### YOUR INSTRUCTIONS
Look at the entries below and reproduce them exactly.

★ ★ ★ ★ ★

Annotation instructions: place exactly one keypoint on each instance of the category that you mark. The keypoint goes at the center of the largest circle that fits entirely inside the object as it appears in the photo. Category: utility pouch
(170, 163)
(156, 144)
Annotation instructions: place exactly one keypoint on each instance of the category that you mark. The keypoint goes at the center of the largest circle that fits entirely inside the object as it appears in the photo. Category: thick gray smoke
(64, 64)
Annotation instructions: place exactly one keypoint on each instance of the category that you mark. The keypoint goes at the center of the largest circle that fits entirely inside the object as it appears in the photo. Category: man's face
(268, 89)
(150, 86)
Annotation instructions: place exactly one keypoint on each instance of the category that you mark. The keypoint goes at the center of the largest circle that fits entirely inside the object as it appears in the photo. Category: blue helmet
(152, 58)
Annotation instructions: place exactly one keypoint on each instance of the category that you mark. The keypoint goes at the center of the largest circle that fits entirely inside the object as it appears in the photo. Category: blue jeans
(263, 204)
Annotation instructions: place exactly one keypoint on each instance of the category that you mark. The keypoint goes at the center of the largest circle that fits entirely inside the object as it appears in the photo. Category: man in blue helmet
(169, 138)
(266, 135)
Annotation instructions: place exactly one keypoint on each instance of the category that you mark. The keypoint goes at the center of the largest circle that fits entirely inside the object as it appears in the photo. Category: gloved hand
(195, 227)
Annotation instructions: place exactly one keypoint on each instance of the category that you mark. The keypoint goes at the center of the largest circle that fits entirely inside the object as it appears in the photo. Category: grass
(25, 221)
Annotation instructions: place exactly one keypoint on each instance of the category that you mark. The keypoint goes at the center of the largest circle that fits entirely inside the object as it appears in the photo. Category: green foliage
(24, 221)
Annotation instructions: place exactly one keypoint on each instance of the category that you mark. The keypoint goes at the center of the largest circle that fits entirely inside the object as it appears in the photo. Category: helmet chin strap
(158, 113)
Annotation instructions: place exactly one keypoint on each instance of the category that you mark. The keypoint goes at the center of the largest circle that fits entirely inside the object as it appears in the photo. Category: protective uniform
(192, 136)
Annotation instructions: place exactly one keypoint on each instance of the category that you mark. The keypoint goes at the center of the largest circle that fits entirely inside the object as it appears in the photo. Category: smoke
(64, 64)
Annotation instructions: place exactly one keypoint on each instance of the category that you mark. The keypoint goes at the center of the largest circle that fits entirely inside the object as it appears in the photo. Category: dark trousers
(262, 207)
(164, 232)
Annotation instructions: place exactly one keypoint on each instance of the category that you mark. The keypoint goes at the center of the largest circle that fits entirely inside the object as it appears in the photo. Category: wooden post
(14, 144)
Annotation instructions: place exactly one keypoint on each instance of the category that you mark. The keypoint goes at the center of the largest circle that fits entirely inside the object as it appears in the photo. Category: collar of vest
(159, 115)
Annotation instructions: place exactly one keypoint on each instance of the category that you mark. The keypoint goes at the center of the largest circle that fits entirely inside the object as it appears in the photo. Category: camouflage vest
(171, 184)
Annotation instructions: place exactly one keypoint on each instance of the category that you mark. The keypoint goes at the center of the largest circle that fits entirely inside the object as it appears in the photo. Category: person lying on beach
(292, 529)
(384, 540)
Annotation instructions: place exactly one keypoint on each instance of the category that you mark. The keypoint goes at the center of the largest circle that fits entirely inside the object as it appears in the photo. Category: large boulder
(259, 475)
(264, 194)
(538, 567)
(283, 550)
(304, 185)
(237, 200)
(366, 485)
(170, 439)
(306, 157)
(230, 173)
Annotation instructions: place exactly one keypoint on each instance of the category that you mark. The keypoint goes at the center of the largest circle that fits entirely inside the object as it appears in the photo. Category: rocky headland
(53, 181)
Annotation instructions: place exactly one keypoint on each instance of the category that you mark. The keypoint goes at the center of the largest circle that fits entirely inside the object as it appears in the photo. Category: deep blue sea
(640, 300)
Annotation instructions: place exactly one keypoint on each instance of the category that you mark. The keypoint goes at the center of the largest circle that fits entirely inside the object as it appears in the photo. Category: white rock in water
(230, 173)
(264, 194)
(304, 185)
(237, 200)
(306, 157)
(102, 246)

★ ★ ★ ★ ★

### SOLUTION
Annotation instructions: place exactly one keypoint on each instance of the category that you mark. The keypoint goes at the center of the largest circle that fits entirely inside the object as it appears in the photo. Category: utility pouch
(170, 163)
(156, 144)
Annotation instructions: place exactly one keypoint on each instance of the category that you mark. The keypoint goes at the center of the largest circle that fits entirely inside the object as it appears in the photo. Category: thick gray smoke
(64, 64)
Annotation instructions: place exactly one keypoint on each instance of the category that you mark. The keypoint goes at the center of the largest circle that fits entirely inside the object as it appears in the photo. Category: man's face
(268, 89)
(150, 86)
Annotation instructions: place exactly one keypoint on each instance of the category that you mark. The keypoint goes at the center of the largest circle that fits entirely inside the object as it appears in the photo. Category: blue helmet
(152, 58)
Annotation instructions: place exactly one keypoint on each instance of the category that you mark. The keypoint goes at the center of the largest circle that fits entirely inside the object as it appears in the photo. Category: blue jeans
(263, 204)
Annotation instructions: place exactly one keypoint on each instance of the category that you mark. The keypoint goes at the center of the largest circle that fits entirely inside the object as it appears in the photo. Category: man in blue helmet
(169, 138)
(266, 135)
Annotation instructions: place exactly one keypoint on each instance of the category that you mark. The keypoint goes at the center of the largest circle that fits entirely inside the object as it appears in the photo. Category: gloved hand
(195, 227)
Annotation instructions: place exactly one keypoint on each instance of the category that you mark. The keypoint goes at the center of the largest circle that fits entirely inside the object as it appears in the photo. Category: grass
(25, 221)
Annotation instructions: place exactly one keypoint on each instance of the category that you mark. The keypoint goes at the center of the largest circle that fits entirely inside the object as it appears in the photo. Category: green foliage
(24, 221)
Annotation instructions: place exactly one keypoint on each instance of the category that you mark. The keypoint goes at the center of the largest circle that fits entirely inside the object as it appears in the photo. Category: helmet chin strap
(158, 113)
Annotation instructions: place exactly one keypoint on each instance of the category that you mark. The keypoint goes at the center of the largest circle that fits entirely inside the object as it appears in the photo. Category: protective uniform
(192, 136)
Annotation instructions: place exactly one keypoint on each instance of the category that you mark. The keypoint goes at the center of the largest circle that fits entirely inside the object as it appears in the photo. Category: smoke
(64, 64)
Annotation instructions: place exactly one keypoint on each instance of the category that you mark. The keypoint goes at the center of the largest circle that fits entirely inside the object as it appears in the photo. Category: dark trousers
(262, 207)
(164, 232)
Annotation instructions: place exactly one keypoint on each instance of the category that you mark. The keypoint goes at the center of the largest circle that fits entirely inside the object as it appears in the photo. Category: wooden post
(14, 144)
Annotation instructions: place exactly one keypoint on each instance of the category that you mark. The keypoint goes at the center of the largest circle that fits entirely inside the object as it appears in the photo. Category: collar of vest
(159, 115)
Annotation instructions: place exactly one keypoint on each instance of the category that you mark. The keypoint goes at the center of the largest circle that fits entirely inside the object as it appears in the photo. Category: camouflage vest
(171, 184)
Annotation instructions: place exactly one keypoint on each instance of the category that you mark. The keypoint goes at the center of the largest circle that fits entirely inside the object as it appears in the photo. Category: person lying on beach
(292, 529)
(384, 540)
Annotation instructions: place exactly one keypoint on each instance of the category that you mark. The keypoint goes at the center of the largest circle that fits entirely inside the object as it appears in the photo. Category: large boulder
(259, 475)
(264, 194)
(538, 567)
(283, 550)
(304, 185)
(237, 200)
(366, 485)
(170, 439)
(306, 157)
(230, 173)
Annotation instructions: place exactly one keypoint on each instance of the category that you mark. The keypoint goes at the center of the largest circle that fits entirely inside the object as it appears in the photo. Category: rocky headland
(53, 181)
Annotation instructions: place exactly one keypoint on each instance of the category that you mark. The keypoint goes at the center of the largest circle that fits entirely inside the object as it appears in the photo. Category: deep blue sea
(640, 300)
Annotation instructions: place exactly one keypoint on each instance of the category that you mark. The keypoint goes at the center of the largest circle that fits entirely inside the object as it appears in the photo. Category: white rock in water
(230, 173)
(264, 194)
(304, 185)
(237, 200)
(306, 157)
(102, 246)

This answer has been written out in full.